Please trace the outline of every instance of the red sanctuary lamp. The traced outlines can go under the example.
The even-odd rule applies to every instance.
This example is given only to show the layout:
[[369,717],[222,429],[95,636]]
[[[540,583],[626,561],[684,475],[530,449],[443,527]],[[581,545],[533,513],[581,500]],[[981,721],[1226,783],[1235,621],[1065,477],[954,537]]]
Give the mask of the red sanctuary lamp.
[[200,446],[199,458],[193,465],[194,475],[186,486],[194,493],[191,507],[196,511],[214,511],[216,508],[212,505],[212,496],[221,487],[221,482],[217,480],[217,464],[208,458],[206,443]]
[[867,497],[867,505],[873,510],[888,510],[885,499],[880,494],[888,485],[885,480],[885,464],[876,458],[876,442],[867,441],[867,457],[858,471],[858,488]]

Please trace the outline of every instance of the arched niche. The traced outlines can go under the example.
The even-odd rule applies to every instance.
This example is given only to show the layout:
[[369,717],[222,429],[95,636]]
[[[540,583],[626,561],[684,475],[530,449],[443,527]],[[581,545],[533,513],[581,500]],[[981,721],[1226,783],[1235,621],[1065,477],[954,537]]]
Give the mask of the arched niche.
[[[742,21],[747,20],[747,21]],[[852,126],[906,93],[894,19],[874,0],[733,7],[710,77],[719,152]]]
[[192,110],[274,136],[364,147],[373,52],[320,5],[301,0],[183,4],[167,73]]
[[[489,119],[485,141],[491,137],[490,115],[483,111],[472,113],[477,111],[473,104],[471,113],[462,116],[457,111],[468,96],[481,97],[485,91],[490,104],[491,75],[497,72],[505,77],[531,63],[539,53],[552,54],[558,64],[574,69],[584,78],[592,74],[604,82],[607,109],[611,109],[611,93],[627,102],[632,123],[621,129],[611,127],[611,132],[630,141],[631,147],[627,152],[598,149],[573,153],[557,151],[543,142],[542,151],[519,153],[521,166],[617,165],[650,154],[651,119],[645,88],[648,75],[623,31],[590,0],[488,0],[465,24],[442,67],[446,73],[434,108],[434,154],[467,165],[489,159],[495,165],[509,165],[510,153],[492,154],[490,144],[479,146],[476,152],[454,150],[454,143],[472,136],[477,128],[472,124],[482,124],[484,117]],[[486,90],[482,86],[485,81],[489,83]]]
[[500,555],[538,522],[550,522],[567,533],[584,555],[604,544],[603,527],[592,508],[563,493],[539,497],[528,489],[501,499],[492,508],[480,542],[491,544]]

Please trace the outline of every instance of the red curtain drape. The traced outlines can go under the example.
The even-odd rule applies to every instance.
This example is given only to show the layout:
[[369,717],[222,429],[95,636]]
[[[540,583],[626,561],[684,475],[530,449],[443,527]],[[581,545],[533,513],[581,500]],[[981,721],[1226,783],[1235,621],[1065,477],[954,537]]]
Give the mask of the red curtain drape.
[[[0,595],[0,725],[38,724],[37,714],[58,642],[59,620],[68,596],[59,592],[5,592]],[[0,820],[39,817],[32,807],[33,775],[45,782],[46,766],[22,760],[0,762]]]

**TASK BRIEF**.
From the first line to the last, write out the data exactly.

**TASK SOLUTION**.
Please trace the outline of every instance of the red sanctuary lamp. The traced outlines can go under the example.
The even-odd rule applies to every instance.
This example is given only to show the layout:
[[369,717],[222,429],[95,636]]
[[[540,583],[626,561],[684,475],[530,449],[443,527]],[[581,545],[533,513],[581,500]],[[981,721],[1226,783],[1235,621],[1065,477],[954,537]]]
Give the mask of the red sanctuary lamp.
[[200,446],[199,458],[193,465],[194,475],[186,486],[194,493],[191,507],[196,511],[214,511],[216,508],[212,505],[212,496],[221,487],[221,482],[217,480],[217,464],[208,458],[206,443]]
[[867,497],[867,505],[873,510],[888,510],[885,499],[880,494],[888,485],[885,480],[885,464],[876,458],[876,442],[867,441],[867,457],[858,471],[858,488]]

Please trace the outline of every instance of the arched niche. The traced outlines can go under the example.
The even-odd rule applies to every instance.
This example is given only to show the layout:
[[369,717],[222,429],[95,636]]
[[[540,583],[626,561],[684,475],[530,449],[443,527]],[[581,545],[533,513],[581,500]],[[981,721],[1226,783],[1235,621],[1065,477],[954,537]]]
Give the mask of the arched niche.
[[[742,21],[747,20],[747,21]],[[852,126],[906,93],[894,19],[874,0],[733,7],[710,77],[719,152]]]
[[192,110],[274,136],[364,147],[373,52],[320,5],[301,0],[183,4],[167,73]]
[[[489,119],[485,141],[491,137],[490,115],[483,111],[472,113],[477,111],[473,104],[471,113],[462,116],[457,111],[468,96],[481,97],[485,91],[490,104],[491,75],[497,72],[505,77],[531,63],[539,53],[552,54],[558,64],[574,69],[584,78],[592,74],[604,82],[607,109],[611,109],[611,93],[627,102],[632,123],[621,129],[611,127],[611,132],[630,141],[631,147],[627,152],[598,149],[573,153],[557,151],[543,142],[542,151],[519,153],[521,166],[617,165],[650,154],[651,119],[645,88],[648,75],[623,31],[590,0],[488,0],[465,24],[442,67],[446,73],[434,108],[434,154],[467,165],[489,159],[495,165],[509,165],[510,153],[492,154],[490,144],[479,146],[476,152],[454,150],[454,143],[472,136],[477,128],[472,124],[482,124],[484,117]],[[486,90],[482,86],[485,81],[489,83]]]
[[500,555],[538,522],[550,522],[567,533],[584,555],[604,544],[603,527],[592,508],[563,493],[539,497],[528,489],[501,499],[492,508],[480,542],[491,544]]

Please trace the outline of every instance of the red curtain drape. The traced outlines can go under the example.
The even-odd rule applies to every instance.
This example is given only to show the layout:
[[369,717],[222,429],[95,636]]
[[[540,583],[626,561],[684,475],[530,449],[443,527]],[[581,545],[533,513],[581,500]],[[981,721],[1226,783],[1235,621],[1065,477],[954,537]]]
Give the mask of the red curtain drape.
[[[0,595],[0,725],[38,724],[37,714],[58,642],[59,620],[68,596],[59,592],[5,592]],[[0,820],[39,817],[32,807],[33,775],[45,782],[46,766],[22,760],[0,762]]]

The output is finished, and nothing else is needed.